"""
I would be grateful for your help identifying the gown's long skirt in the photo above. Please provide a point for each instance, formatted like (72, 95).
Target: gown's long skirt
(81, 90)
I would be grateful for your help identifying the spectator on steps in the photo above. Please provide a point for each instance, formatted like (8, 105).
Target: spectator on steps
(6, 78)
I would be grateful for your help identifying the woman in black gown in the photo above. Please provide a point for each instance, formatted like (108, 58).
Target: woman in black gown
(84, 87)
"""
"""
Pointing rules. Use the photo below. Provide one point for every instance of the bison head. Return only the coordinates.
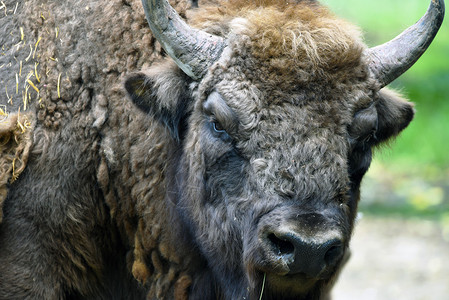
"""
"""
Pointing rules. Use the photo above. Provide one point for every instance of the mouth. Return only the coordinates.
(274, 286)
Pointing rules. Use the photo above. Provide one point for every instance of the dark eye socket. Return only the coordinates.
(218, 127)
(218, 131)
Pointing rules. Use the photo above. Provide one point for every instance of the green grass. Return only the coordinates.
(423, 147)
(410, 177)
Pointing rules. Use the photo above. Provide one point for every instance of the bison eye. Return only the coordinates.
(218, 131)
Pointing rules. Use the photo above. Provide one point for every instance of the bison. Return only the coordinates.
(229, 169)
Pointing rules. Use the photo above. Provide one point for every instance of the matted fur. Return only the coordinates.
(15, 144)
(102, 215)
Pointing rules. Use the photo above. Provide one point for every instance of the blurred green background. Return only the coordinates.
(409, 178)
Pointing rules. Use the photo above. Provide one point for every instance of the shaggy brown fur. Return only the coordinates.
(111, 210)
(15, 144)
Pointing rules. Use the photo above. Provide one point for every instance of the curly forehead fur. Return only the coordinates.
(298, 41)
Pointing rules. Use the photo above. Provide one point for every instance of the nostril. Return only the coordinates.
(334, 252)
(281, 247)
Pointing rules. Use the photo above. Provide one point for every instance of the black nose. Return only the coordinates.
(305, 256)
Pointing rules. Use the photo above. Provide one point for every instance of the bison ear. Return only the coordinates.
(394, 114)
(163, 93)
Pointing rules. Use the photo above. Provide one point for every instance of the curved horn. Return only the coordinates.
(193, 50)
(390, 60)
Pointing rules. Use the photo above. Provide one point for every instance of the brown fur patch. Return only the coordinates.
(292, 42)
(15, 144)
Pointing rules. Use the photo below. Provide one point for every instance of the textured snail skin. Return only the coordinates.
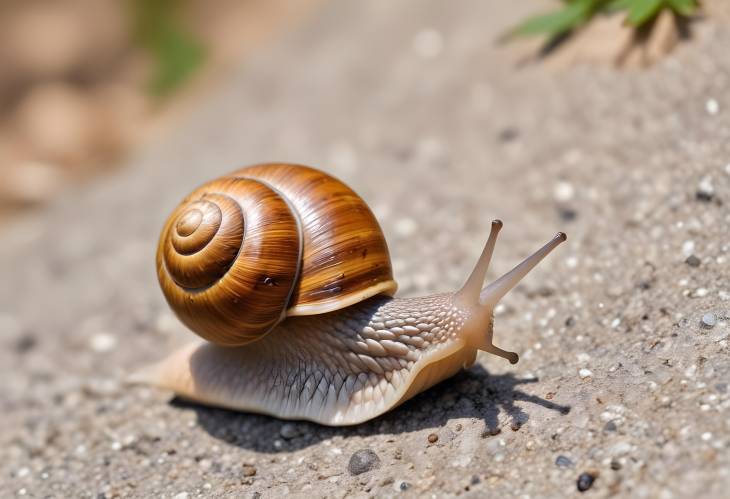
"""
--- OBJECTIVE ---
Recast the material from the line containing "horn. Return only the coordinates." through the line containing "skin. Return only the coordinates." as a JSON list of strings, one string per line and both end lines included. Leave out any blank lines.

--- TASK RESPONSE ---
[
  "Pointing rules. Use the photo above. Provide one point for every instance of the curved horn. Return only the coordinates.",
  "(193, 50)",
  "(390, 60)",
  "Pointing rules. Use the photo above. Provide one point for every instance of the brown fur patch. Return only the coordinates.",
  "(292, 42)",
  "(15, 144)",
  "Pointing rules. Use the photo below. Provide one point for every instance of the textured snail skin. Return only the coordinates."
]